(Data to process begins)

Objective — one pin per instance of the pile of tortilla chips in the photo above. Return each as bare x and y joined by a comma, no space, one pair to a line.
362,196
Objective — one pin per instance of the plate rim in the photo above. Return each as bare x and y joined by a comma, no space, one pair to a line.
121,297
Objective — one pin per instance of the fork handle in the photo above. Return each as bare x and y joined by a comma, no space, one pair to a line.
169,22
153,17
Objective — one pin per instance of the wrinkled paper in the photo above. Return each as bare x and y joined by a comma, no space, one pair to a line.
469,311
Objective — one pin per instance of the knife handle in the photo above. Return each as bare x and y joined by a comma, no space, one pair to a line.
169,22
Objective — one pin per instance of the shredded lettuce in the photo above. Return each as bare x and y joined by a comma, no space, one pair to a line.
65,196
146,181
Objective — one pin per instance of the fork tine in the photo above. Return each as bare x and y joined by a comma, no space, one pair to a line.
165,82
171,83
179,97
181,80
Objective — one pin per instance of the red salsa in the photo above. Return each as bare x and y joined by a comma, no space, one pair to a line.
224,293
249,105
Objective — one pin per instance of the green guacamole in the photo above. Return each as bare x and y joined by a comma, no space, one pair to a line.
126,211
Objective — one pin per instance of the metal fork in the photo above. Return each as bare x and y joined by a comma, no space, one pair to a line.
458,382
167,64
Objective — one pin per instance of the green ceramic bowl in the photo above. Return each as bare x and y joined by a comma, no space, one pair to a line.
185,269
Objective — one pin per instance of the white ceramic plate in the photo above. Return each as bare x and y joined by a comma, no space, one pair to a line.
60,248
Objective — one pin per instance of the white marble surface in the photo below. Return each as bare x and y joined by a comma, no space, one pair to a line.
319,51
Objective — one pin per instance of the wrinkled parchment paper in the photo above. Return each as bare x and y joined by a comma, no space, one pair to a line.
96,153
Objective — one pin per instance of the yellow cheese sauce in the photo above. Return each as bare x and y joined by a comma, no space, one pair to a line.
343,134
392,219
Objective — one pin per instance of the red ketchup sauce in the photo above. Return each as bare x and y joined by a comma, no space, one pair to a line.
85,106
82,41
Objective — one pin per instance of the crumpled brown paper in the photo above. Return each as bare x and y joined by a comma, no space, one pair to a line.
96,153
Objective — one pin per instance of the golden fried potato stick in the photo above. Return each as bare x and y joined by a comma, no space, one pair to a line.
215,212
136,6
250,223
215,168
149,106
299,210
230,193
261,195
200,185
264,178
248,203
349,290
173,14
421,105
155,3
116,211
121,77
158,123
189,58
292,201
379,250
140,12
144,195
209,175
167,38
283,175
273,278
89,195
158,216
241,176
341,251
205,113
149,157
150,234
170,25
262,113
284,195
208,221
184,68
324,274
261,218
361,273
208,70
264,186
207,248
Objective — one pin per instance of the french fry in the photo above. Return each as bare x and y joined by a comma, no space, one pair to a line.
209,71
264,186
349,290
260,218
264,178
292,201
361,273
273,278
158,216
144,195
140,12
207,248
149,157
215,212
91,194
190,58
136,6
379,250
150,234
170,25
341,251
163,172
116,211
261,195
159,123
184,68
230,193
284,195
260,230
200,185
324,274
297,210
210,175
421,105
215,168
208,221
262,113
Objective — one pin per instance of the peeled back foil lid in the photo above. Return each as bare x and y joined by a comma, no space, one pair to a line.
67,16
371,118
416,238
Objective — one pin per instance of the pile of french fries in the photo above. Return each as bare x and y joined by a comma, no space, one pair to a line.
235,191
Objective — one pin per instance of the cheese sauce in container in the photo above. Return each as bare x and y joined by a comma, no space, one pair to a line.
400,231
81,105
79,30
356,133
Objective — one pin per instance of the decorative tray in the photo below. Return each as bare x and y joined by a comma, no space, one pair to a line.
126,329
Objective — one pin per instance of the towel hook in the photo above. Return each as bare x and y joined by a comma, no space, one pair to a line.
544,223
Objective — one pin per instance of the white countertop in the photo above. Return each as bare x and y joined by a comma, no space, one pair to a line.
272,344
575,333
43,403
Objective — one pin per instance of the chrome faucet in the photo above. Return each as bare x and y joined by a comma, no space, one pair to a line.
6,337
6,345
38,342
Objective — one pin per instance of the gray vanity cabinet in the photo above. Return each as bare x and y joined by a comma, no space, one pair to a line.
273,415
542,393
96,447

(Data to process ends)

== Problem details ==
Your task is to repeat each line of the material exactly.

== Exercise output ==
Objective — one pin per instance of the pile of tortilla chips in the photo above. Return each as bare x and y joined by a comma, no space, one pair to a line.
362,196
Objective — one pin per instance of the plate rim in the photo above. Return each as bare x and y joined by a comma, no space, one pair to a line.
121,297
Objective — one pin per instance of the fork handle in the photo above. Return each as bare x and y joined by a comma, no space, one pair to a line.
169,22
153,17
Objective — one pin per instance of the wrinkled paper in the photo above. Return each as bare x and y joined by a comma, no space, one pair to a line.
469,311
Objective — one pin per instance of the knife handle in the photo above. Return each as bare x and y joined by a comma, no space, one pair to a line.
169,22
Objective — one pin per instance of the shredded lettuce in the photo above. Return each as bare x and y joined by a comma, no space, one pair to a line.
65,196
146,181
Objective — one pin per instance of the fork tine in the photo above. Return each as bare x and y joined by a comma, no space, one pair to a line.
165,82
171,83
179,97
181,80
Objective — one pin per instance of the red salsa in the photo above. Return each as bare x and y joined by a comma, no space, one pair to a line.
224,293
249,105
Objective — one pin per instance of the green guacamole in the photo above. Return each as bare x and y joined by a comma, no space, one pair to a line.
126,211
Objective — one pin per instance of the metal fork in the photo above. Return each as bare x and y joined by a comma, no space, one pair to a line.
458,382
167,64
Objective — one pin per instance of the green ceramic bowl in the photo above. Return each as bare x and y joined by a comma, no space, one pair to a line.
185,269
Objective — one pin per instance of the white ceramic plate in the photo above. Return each as bare x and y joined by a comma, no space, one pair to a line.
60,248
Objective — one pin per instance of the white marble surface in the photo below. Return each as bare x and y joined by a comma, no space, one pair to a line.
319,51
Objective — one pin per instance of the wrinkled parchment paper in the photo above. Return each as bare x and y joined by a comma, no space, one pair to a line.
96,153
Objective — one pin per instance of the yellow cheese sauce in the photo above. Return each as bare x and y joined by a comma, no space, one pair to a line.
343,134
392,219
Objective — one pin per instance of the red ketchup sauce in the photo above. Return each as bare x and y joined by a comma, no space, one pair to a line.
85,106
82,41
Objective — one pin per instance of the crumpled brown paper in the photo above. Return each as bare x and y joined by a comma, no space, one pair to a line.
96,153
Objective — one pin per instance of the golden fried potato stick in the photo above. Return each as bare x and y joined by a comma, no space, one pair to a line.
215,212
136,6
250,223
215,168
149,106
299,210
230,193
261,195
200,185
264,178
248,203
349,290
173,14
421,105
155,3
116,211
121,77
158,123
189,58
292,201
379,250
140,12
144,195
209,175
167,38
283,175
273,278
89,195
158,216
241,176
341,251
205,113
149,157
150,234
170,25
262,113
284,195
208,221
184,68
324,274
261,218
361,273
208,70
264,186
207,248
Objective — one pin per instance of the french fry in the photo above. Return each as bare x and y joined by a comma, no space, one pair to a line.
209,71
264,186
349,290
260,218
264,178
292,201
361,273
273,278
158,216
144,195
140,12
207,248
149,157
215,212
91,194
190,58
136,6
379,250
150,234
170,25
341,251
163,172
116,211
261,195
159,123
184,68
230,193
284,195
260,230
200,185
324,274
297,210
210,175
421,105
215,168
208,221
262,113
Objective — one pin per instance of the peeled back foil lid in the photo above. Return each as bare x and y joined by a comma, no space, one pair to a line.
67,16
371,118
416,238
Objective — one pin per instance of the pile of french fries in the photo above. Return each as bare x and y joined by a comma, no space, one pair to a line.
235,191
Objective — one pin per instance of the cheese sauce in container in the photo above. Return each as bare x and y joined by a comma, no space, one pair to a line.
400,231
81,105
79,30
356,133
Objective — one pin per instance of the decorative tray in the photo below. Return each as bare x and y joined by a comma, no space, one pair to a line.
126,329
Objective — one pin per instance of the towel hook in the photo above. Return each as bare x and y joined by a comma, no space, one pair to a line.
544,223
Objective — one pin per instance of the white countertop in the photo above. Return each as bare x and y joined by a comma, no space, one pair to a line.
272,344
575,333
43,403
Objective — one pin per instance of the chrome faucet in the photo above. Return each as bare x and y joined by a comma, no space, one pair to a line.
6,337
6,345
38,342
Objective — one pin per instance of the gray vanity cabinet in the photo above. Return each as bare x and y joined by a comma, no space, one pair to a line.
273,415
542,393
96,447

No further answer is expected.